What to do -
From the entries below, copy every line that holds the word "ceiling".

[Opening Working data section]

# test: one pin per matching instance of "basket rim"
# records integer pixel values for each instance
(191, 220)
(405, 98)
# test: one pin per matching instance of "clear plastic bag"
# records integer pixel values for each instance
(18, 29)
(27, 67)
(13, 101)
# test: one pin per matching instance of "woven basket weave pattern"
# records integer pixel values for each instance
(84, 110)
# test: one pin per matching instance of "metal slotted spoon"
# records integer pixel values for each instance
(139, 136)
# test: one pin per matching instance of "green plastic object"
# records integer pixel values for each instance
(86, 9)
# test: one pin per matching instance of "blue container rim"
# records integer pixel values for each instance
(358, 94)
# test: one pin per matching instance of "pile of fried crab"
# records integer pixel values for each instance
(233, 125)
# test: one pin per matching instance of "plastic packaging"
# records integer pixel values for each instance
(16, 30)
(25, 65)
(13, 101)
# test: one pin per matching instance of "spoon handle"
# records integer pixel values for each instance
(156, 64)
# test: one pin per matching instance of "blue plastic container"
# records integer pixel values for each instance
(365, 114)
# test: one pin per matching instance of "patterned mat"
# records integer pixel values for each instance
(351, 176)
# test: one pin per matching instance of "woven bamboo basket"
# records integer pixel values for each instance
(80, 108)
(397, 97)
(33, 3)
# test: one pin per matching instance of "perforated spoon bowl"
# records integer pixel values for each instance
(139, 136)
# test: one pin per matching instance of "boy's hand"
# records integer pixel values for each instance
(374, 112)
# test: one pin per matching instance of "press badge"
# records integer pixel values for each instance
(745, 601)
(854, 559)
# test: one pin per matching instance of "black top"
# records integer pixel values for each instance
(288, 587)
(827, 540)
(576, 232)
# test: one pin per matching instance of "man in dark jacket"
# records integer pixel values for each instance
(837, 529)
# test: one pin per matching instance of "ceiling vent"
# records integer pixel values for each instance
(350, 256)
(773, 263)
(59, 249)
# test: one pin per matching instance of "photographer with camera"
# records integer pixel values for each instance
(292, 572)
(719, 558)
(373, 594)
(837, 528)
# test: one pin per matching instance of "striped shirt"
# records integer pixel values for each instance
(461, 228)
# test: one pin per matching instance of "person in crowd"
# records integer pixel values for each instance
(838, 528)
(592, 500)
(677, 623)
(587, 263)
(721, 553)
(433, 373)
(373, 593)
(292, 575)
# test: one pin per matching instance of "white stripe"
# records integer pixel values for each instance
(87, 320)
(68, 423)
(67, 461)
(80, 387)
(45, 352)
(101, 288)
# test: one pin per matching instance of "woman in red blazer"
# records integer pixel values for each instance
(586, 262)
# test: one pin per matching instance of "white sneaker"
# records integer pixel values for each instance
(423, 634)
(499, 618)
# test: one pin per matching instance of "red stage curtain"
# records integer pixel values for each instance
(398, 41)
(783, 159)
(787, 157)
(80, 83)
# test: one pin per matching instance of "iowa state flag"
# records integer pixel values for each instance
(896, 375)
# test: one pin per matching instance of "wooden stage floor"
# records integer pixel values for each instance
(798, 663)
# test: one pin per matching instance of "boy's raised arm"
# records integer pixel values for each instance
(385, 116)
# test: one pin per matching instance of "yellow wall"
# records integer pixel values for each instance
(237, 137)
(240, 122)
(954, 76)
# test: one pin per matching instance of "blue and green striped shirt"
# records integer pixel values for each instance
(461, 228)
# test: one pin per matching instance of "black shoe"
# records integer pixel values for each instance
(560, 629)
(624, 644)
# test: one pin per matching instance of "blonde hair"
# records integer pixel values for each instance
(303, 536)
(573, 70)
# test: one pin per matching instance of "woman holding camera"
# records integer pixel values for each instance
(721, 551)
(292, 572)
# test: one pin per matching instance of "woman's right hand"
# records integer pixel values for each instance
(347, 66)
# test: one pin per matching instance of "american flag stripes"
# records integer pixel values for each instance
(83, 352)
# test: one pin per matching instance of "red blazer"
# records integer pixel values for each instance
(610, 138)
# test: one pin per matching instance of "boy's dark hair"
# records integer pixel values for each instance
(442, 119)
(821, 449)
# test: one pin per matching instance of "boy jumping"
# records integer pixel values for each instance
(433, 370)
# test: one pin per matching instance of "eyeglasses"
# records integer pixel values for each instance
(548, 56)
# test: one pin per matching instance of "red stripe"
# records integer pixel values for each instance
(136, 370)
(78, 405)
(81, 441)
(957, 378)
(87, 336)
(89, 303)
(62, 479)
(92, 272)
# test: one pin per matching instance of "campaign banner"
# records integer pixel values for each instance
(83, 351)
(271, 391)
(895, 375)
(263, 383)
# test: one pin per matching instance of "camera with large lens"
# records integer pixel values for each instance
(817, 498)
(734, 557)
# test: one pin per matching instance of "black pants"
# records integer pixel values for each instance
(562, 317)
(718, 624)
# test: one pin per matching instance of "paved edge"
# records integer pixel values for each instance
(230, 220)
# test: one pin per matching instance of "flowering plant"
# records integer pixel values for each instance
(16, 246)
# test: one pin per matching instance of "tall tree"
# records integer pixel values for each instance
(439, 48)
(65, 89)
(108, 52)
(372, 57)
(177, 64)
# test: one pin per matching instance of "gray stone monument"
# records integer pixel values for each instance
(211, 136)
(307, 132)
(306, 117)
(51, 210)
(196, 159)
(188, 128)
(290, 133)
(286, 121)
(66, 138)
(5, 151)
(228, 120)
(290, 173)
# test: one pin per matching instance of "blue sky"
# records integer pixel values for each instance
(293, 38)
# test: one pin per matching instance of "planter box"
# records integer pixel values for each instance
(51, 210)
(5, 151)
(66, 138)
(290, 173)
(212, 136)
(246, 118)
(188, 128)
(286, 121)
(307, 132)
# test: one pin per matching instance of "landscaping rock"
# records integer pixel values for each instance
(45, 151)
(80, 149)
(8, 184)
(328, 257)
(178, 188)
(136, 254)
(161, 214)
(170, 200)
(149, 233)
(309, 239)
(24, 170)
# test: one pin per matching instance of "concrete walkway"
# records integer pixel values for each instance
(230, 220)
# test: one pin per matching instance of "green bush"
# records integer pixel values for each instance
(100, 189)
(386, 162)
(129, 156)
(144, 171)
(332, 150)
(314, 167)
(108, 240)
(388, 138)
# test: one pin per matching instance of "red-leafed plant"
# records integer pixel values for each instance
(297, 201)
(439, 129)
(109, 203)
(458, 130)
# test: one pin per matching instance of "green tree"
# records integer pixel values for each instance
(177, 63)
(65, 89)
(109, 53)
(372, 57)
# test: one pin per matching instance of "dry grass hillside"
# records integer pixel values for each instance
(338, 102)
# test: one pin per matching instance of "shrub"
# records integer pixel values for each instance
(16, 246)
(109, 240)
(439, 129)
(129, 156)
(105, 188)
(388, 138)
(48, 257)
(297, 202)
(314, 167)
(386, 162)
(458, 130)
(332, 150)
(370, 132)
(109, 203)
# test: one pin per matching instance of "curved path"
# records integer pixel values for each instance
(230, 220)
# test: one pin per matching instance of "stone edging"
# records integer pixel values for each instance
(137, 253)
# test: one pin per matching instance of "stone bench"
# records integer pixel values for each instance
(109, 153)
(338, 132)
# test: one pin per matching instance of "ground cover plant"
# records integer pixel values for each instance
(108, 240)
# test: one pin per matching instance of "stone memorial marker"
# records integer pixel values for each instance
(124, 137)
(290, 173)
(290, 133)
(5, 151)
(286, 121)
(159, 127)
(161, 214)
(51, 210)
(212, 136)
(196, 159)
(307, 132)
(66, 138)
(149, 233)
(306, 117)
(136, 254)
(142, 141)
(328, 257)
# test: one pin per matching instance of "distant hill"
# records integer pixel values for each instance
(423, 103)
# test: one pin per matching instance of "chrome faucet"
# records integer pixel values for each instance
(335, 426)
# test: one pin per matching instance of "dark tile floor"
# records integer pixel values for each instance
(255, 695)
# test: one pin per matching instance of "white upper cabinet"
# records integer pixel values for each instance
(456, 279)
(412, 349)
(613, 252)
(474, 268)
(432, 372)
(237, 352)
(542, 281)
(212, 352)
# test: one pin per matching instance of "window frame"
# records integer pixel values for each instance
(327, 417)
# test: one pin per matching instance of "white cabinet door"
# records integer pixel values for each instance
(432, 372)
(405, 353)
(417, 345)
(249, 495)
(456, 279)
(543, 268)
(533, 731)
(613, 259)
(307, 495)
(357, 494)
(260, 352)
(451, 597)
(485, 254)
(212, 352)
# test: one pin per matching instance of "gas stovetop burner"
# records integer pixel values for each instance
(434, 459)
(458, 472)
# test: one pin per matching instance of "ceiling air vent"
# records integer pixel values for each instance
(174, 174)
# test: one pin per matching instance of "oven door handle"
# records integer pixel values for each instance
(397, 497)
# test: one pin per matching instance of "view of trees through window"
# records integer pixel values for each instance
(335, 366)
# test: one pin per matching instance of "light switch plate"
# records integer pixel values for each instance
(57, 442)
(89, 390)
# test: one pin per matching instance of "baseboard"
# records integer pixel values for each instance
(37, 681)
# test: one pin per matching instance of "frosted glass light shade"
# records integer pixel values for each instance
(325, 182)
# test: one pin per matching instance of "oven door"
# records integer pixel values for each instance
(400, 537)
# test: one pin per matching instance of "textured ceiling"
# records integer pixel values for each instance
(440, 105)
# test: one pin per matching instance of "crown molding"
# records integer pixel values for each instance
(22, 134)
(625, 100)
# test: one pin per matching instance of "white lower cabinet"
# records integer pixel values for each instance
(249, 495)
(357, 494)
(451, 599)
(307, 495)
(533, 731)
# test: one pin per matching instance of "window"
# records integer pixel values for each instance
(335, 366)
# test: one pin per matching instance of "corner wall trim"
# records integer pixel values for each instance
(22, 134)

[Closing Working data section]

Answer below -
# test: one pin per matching instance of "ceiling vent"
# test: one pin per matching instance of "ceiling air vent"
# test: one pin per matching instance of "textured ceiling"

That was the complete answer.